• **The request**
Return the lines below exactly as they are, but leave out the pictures.

========

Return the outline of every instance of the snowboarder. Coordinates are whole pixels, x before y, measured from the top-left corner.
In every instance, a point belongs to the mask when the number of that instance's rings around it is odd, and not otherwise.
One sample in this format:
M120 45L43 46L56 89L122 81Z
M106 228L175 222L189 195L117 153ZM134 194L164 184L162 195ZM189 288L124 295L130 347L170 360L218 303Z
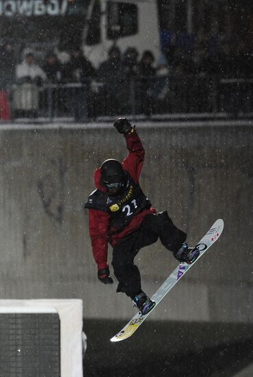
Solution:
M167 211L157 213L139 184L144 149L135 130L126 118L114 124L126 139L129 154L120 163L109 159L94 172L96 189L89 196L89 229L98 277L112 284L107 265L108 243L113 247L111 265L118 281L117 292L130 297L143 315L155 305L142 290L140 273L134 264L139 250L160 239L180 262L193 263L198 248L189 247L186 234L177 228Z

========

• **Completed task**
Return the outline of every instance of the snowboarder. Coordinates are whole pixels, x before y, measured from the top-left corner.
In every instance, a point belongs to the mask when the number of that instance's rings around it is odd, and not otherwise.
One sample in this format:
M120 45L43 46L56 89L122 81Z
M106 228L175 222L189 195L117 153ZM134 194L164 184L162 195ZM189 288L124 295L130 347L170 360L218 303Z
Solution:
M167 211L157 213L139 184L144 149L135 130L126 118L114 124L126 139L129 154L120 163L109 159L94 172L96 189L89 196L89 229L98 277L112 284L107 265L108 243L113 247L111 265L118 281L117 292L130 297L143 315L155 305L142 290L140 273L134 264L139 250L160 239L180 262L193 263L198 248L189 247L186 234L177 228Z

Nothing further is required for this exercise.